YOUR ASSIGNMENT:
The expected answer is the set of lines in the data below between the line holding "Search the above image for: white rose" and the line holding "Search the above image for: green foliage", inclusive, written out exactly.

Images for object localization:
+ + +

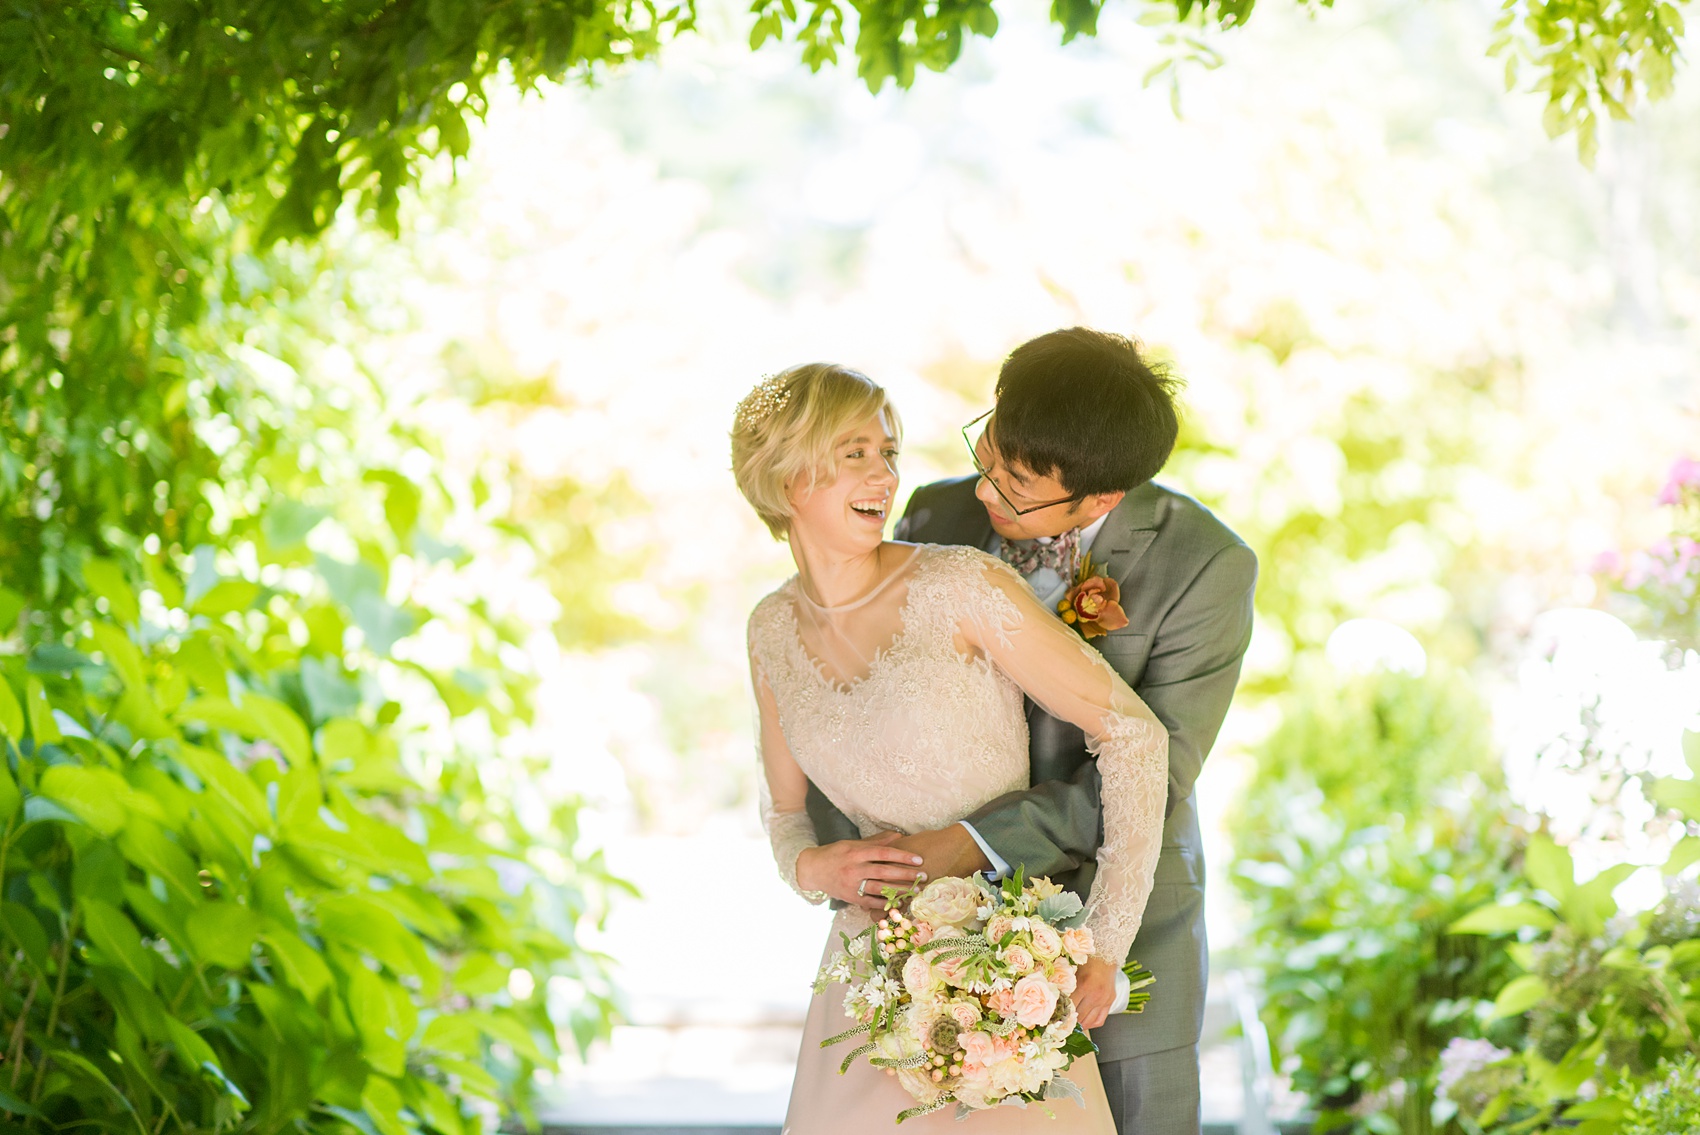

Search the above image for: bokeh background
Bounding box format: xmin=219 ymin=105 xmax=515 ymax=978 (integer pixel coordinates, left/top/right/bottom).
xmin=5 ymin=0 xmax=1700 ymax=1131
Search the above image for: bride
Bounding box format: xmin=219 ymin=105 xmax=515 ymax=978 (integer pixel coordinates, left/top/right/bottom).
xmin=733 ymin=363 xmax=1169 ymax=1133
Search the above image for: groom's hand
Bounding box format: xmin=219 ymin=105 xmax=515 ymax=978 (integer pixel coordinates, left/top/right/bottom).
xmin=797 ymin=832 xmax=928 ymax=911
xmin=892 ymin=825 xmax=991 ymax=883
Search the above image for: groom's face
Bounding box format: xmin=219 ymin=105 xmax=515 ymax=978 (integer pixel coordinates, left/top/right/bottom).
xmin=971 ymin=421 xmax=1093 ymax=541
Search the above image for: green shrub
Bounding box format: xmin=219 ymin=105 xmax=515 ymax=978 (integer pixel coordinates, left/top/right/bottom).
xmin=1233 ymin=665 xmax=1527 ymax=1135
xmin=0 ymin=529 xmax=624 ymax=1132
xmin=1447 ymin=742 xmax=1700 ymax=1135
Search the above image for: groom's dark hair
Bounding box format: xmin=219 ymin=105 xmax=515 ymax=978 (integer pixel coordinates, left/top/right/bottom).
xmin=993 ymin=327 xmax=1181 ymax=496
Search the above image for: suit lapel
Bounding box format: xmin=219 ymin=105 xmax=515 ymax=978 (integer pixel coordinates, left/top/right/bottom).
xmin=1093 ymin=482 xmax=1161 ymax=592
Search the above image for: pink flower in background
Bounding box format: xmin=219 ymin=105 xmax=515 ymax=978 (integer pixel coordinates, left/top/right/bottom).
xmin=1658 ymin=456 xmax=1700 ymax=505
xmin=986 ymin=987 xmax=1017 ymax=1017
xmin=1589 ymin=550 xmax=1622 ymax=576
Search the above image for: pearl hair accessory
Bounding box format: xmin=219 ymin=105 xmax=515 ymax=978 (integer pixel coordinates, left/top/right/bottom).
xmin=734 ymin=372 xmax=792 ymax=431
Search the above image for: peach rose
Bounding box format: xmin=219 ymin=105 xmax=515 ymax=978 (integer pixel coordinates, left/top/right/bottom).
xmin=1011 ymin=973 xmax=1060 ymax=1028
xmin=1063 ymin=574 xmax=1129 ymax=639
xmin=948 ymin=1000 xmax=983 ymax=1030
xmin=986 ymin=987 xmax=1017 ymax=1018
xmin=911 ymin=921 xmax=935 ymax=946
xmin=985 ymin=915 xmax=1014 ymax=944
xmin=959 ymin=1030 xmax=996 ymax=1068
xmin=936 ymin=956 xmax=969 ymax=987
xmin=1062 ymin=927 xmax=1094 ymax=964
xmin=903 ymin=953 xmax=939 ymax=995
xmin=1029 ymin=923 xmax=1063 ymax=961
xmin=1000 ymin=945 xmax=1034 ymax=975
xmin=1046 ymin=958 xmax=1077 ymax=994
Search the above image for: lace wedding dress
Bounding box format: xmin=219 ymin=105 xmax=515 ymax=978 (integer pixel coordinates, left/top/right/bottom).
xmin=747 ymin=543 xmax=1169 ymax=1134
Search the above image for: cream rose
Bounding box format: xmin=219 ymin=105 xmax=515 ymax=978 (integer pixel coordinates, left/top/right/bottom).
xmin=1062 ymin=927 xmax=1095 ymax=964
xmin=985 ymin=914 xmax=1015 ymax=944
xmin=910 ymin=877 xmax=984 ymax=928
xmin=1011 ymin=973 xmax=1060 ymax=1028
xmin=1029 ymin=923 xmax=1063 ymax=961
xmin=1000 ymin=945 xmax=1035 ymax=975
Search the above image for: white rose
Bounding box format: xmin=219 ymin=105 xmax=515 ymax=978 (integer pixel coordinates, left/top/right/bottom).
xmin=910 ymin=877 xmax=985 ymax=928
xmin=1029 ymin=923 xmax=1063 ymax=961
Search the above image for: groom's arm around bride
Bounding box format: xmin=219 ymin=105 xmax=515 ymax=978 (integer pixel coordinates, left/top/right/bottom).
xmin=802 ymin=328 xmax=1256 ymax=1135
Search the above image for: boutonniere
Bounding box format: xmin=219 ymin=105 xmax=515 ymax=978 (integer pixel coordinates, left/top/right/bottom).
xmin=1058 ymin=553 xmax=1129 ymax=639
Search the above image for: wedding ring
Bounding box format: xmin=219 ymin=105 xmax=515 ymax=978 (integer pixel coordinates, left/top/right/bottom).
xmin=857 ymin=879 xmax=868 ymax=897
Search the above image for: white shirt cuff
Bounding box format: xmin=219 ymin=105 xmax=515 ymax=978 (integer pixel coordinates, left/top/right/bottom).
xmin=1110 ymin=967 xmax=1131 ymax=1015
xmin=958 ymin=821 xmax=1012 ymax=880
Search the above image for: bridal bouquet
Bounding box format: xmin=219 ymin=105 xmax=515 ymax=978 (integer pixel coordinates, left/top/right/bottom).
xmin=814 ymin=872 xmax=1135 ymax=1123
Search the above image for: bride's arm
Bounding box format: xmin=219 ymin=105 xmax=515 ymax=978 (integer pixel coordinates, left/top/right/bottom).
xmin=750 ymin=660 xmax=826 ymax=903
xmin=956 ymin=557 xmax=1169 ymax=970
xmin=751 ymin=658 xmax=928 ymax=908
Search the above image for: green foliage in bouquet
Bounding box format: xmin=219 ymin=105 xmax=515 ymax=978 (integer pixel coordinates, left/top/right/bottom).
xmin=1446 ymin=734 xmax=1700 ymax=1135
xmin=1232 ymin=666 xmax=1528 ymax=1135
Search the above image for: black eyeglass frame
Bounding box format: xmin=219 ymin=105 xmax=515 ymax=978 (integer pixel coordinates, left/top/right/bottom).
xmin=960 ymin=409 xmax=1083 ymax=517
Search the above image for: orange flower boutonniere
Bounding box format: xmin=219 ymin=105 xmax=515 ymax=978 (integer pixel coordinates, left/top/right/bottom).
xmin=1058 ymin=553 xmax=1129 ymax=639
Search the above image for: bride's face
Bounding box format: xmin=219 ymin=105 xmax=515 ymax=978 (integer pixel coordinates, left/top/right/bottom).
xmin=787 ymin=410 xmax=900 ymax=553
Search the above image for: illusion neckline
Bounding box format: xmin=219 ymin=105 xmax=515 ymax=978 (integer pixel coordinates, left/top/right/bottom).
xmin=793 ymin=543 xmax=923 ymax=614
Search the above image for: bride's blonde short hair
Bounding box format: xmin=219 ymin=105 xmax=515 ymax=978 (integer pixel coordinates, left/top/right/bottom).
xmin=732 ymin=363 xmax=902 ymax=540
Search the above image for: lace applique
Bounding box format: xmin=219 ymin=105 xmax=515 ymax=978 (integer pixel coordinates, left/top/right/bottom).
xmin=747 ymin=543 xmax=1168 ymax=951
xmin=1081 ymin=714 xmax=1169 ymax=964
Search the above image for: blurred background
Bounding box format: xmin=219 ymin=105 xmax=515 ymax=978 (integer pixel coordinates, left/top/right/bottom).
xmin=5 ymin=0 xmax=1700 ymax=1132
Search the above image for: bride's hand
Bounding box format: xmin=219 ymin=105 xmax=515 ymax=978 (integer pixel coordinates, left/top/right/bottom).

+ + +

SOLUTION TO THIS TASK:
Search the above image for: white rose
Bounding box format: xmin=219 ymin=105 xmax=515 ymax=978 (integer pixel coordinates, left/top/right/bottom).
xmin=910 ymin=877 xmax=985 ymax=928
xmin=1029 ymin=923 xmax=1063 ymax=961
Search the above image for: groom's arm around bride
Bounding box format: xmin=219 ymin=105 xmax=515 ymax=978 (integer pixel coordinates, left/top/right/bottom).
xmin=802 ymin=328 xmax=1256 ymax=1135
Search the above image for: boutonniere
Bounding box format: xmin=219 ymin=105 xmax=515 ymax=978 (integer pixel coordinates, left/top/right/bottom).
xmin=1058 ymin=553 xmax=1129 ymax=639
Search the above image for: wedding ring
Bounding box format: xmin=219 ymin=105 xmax=515 ymax=978 (integer pixel coordinates, left/top/right/bottom).
xmin=857 ymin=879 xmax=868 ymax=897
Search the above image for: white shirt cuff
Bounding box format: xmin=219 ymin=105 xmax=515 ymax=978 (integer pixel coordinates, left/top/right/bottom).
xmin=1110 ymin=967 xmax=1131 ymax=1015
xmin=958 ymin=821 xmax=1012 ymax=880
Search the above image for: bridal bouquet
Bounding box format: xmin=219 ymin=105 xmax=515 ymax=978 (integer pixel coordinates, left/top/right/bottom).
xmin=814 ymin=872 xmax=1135 ymax=1123
Search the above image for: bride's arm
Bounding box format: xmin=219 ymin=105 xmax=515 ymax=978 (integer pixel coordinates, left/top/right/bottom).
xmin=750 ymin=660 xmax=826 ymax=903
xmin=956 ymin=557 xmax=1169 ymax=970
xmin=751 ymin=658 xmax=928 ymax=908
Search the above image for: green foliage in bouquet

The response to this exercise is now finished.